--- What you are asked to do ---
Copy the listing below word for word, keeping every line as it stands.

━━ Input rows ━━

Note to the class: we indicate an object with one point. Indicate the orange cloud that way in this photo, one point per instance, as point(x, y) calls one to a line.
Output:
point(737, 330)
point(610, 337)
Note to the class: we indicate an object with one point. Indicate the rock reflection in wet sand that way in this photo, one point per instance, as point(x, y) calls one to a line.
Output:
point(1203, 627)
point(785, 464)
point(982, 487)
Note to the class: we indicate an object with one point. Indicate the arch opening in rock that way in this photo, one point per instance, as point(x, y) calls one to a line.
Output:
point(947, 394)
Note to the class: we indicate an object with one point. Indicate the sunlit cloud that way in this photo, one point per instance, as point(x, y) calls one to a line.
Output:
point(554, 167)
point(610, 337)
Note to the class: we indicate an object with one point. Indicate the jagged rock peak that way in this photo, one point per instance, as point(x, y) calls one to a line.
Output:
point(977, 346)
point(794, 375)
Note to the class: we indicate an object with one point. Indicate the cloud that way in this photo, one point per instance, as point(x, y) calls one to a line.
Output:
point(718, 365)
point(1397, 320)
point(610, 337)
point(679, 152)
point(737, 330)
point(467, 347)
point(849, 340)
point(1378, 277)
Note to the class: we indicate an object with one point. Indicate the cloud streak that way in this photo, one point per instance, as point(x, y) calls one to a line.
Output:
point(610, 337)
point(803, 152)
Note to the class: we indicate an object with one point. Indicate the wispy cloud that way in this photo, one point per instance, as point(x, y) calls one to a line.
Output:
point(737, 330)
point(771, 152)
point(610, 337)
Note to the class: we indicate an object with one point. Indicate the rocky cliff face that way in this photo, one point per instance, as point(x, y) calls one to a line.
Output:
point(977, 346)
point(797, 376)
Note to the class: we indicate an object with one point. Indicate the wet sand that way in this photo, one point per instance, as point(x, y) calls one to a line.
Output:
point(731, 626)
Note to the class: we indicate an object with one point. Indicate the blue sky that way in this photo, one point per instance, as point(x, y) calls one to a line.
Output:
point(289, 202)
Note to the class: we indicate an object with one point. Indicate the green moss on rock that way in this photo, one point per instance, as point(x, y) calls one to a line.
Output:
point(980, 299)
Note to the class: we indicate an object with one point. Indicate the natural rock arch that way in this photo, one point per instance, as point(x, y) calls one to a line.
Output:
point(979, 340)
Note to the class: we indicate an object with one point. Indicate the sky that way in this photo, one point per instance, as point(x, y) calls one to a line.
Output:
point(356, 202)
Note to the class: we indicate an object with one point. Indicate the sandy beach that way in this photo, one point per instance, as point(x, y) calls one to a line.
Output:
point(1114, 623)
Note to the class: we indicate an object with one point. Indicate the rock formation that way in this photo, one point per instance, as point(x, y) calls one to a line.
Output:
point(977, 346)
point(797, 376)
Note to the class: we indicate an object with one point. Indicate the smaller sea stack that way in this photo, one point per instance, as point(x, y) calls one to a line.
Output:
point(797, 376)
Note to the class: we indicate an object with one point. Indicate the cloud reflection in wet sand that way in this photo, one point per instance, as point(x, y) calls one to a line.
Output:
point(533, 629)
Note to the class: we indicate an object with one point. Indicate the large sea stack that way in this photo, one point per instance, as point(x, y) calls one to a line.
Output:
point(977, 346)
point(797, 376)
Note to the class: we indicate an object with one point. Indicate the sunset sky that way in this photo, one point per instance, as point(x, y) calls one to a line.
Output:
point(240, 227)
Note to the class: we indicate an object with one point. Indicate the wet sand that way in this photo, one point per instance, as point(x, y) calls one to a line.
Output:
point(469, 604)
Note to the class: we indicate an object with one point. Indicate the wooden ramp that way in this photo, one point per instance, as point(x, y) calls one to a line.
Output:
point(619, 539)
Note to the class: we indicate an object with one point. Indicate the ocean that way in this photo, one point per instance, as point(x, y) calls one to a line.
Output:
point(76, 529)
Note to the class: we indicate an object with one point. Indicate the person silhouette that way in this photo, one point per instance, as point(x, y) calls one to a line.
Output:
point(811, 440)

━━━

--- Written solution ---
Note to the class: we indicate an object with one point. Indicate the orange cloud that way in this photo, one point per instance, as point(x, y) calls one to a line.
Output:
point(737, 330)
point(610, 337)
Note to the class: we indicate an object with one point. Indicate the rock reflection in wet sand that way in this photo, one point per instance, as point(x, y) calls one to a line.
Output:
point(1203, 627)
point(785, 464)
point(982, 487)
Note to the class: we indicate an object with one point. Indicate the arch opening in rock that way in this photo, one point per instance, as point(x, y) calls one to a line.
Output:
point(947, 394)
Note to the class: we indicate an object with one point. Indicate the sunlit cloud that way in this photo, one point per instance, as point(x, y) calls one to a line.
Output:
point(554, 167)
point(610, 337)
Note to the class: we indicate an object with one point. Indicate the jagged rock peak that way in this photo, one point per instance, as point(x, y) calls one to a line.
Output:
point(977, 346)
point(794, 375)
Note to the class: we indicate an object with one point. Indicate the cloud that way in this photo, one point per instance, as point(x, y) calls one to a line.
Output:
point(718, 365)
point(1397, 320)
point(610, 337)
point(679, 152)
point(737, 330)
point(467, 347)
point(849, 340)
point(1378, 277)
Note to the class: we indicate an object with one point. Indicate the cloud streak that way in this photo, one point per instance, as point(x, y) calls one to a line.
Output:
point(610, 337)
point(803, 152)
Note to the class: we indicate an object with one point. Indicate the wispy cloud that way in this photo, one point per instance, as point(x, y) calls one to a line.
Output:
point(737, 330)
point(771, 152)
point(610, 337)
Note to the class: we indicate an object with one point. Indicate the rocky cliff face that way in this photo, one point per instance, as point(x, y) calls one to a line.
Output:
point(977, 346)
point(797, 376)
Note to the class: we indicate an object with one point. Indicate the wet sand that way in this photo, one point per instance, as point(x, y) calls one to a line.
Output:
point(731, 626)
Note to the class: we indicate an object with one point. Indicate the blue sky that way in this photo, one point per instance, as point(x, y) calls one to a line.
Output:
point(289, 202)
Note to the class: we indicate an object with one point. Indicate the green moss on rock that way in this photo, one point per instance, as point(x, y) calls one to a line.
Output:
point(980, 299)
Note to the class: we indicate an object with one point. Indicate the natural rock arch that way in this photo, one point per instance, as point(x, y) calls one to a line.
Output:
point(979, 340)
Note to the class: we indicate an object with one point. Indicate the sky that way in this photo, one point per instance, as point(x, y) calls one to a line.
Output:
point(356, 202)
Note to the class: we indicate an object with one point. Indicate the sandy beach that way in this photo, one point per instance, as point(x, y) calls one to a line.
Output:
point(1114, 623)
Note to the class: we indicate an object with one point. Indicate the rock formation that way in this photo, one point per instance, as point(x, y) calls one to a line.
Output:
point(977, 346)
point(797, 376)
Note to the class: we indicate an object with one point. Indicate the smaller sea stack that way in this photo, one point per instance, as point(x, y) calls one to a line.
Output:
point(797, 376)
Note to the class: we indicate an object with one point. Indicate the cloud reflection in wet sand that way in this photo, one point per instance, as point(x, y) calls one to a line.
Output:
point(533, 629)
Note to the class: we indicate an object with one point. Indicate the large sea stack that way in this photo, one point per instance, as point(x, y) calls one to a line.
Output:
point(977, 346)
point(797, 376)
Note to the class: we indicate an object with one point. Indicate the sunset sky that way in this photo, one point per instance, as point(x, y) calls one to a line.
Output:
point(240, 227)
Note to the class: we indicate an object with one point. Indicate the wet sand that way in this photo, one point per instance, as point(x, y) calls one to a line.
Output:
point(469, 604)
Note to the class: we indicate an object with one point. Indicate the wooden ramp that way in this photo, one point per instance, as point(x, y) calls one to a line.
Output:
point(619, 539)
Note to the class: we indicate an object with one point. Indicate the ocean that way in this photo, one point per instance, as point(x, y) calls one to a line.
Output:
point(76, 529)
Note to the class: we indicate an object with one point. Indicate the person silhouette that way in this photo, one point per instance, as point(x, y) calls one to a line.
Output:
point(811, 440)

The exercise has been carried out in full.